▶ [YOUR TASK] Only lines containing the string "cell" belong in the answer; copy all of them from the entries.

▶ [EXCERPTED RECORDS]
---+---
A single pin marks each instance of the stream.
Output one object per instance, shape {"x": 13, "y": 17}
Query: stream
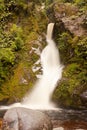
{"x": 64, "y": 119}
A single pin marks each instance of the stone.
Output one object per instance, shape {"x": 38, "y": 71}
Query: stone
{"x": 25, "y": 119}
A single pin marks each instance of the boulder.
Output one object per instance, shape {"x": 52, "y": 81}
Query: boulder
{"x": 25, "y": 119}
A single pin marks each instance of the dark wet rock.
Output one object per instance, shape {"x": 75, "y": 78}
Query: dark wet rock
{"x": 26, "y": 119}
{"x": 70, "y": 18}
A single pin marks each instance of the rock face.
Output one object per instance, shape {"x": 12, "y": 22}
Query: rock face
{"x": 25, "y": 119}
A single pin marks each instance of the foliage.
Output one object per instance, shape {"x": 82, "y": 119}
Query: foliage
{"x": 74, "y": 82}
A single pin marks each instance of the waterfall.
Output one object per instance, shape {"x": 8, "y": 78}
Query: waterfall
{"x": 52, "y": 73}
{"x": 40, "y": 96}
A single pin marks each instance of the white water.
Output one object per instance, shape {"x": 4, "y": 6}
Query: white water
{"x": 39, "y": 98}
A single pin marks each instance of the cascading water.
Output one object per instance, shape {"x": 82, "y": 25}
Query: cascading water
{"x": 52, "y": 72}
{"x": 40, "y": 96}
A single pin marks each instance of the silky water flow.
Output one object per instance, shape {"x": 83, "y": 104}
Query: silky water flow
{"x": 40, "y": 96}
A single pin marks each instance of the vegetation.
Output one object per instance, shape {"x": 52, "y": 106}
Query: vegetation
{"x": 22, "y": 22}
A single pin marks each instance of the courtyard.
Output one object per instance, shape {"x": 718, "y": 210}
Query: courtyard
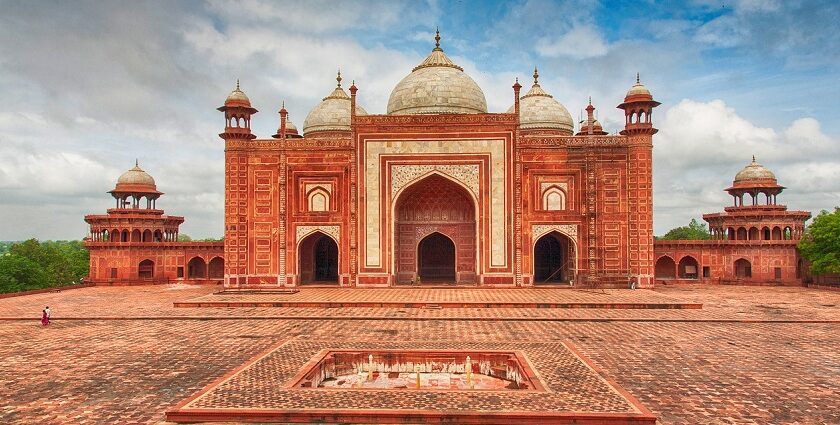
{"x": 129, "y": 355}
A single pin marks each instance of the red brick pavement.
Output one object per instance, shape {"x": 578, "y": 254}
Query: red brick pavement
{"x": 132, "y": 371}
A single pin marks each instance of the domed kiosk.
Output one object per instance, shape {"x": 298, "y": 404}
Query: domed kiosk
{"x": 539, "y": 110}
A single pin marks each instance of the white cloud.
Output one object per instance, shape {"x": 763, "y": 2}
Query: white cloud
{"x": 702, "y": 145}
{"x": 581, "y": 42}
---+---
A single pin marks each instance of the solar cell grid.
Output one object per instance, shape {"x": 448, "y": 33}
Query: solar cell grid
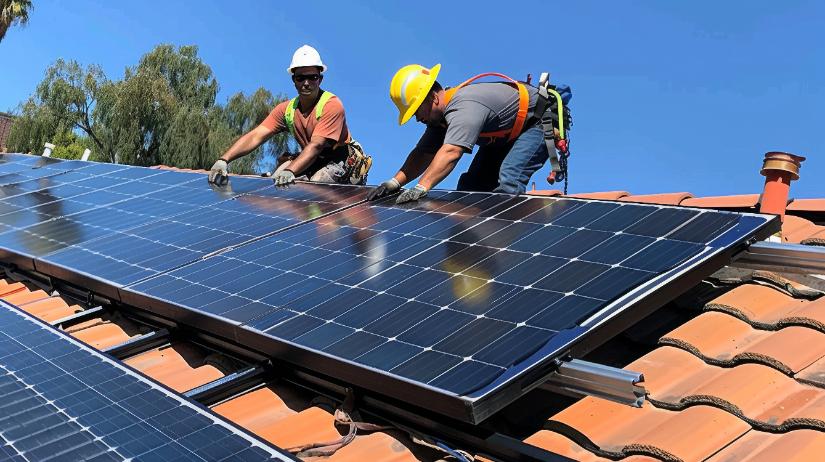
---+---
▶ [ANSWER SECTION]
A single pin marks each instance of the solar cell grid.
Query: solar cell grid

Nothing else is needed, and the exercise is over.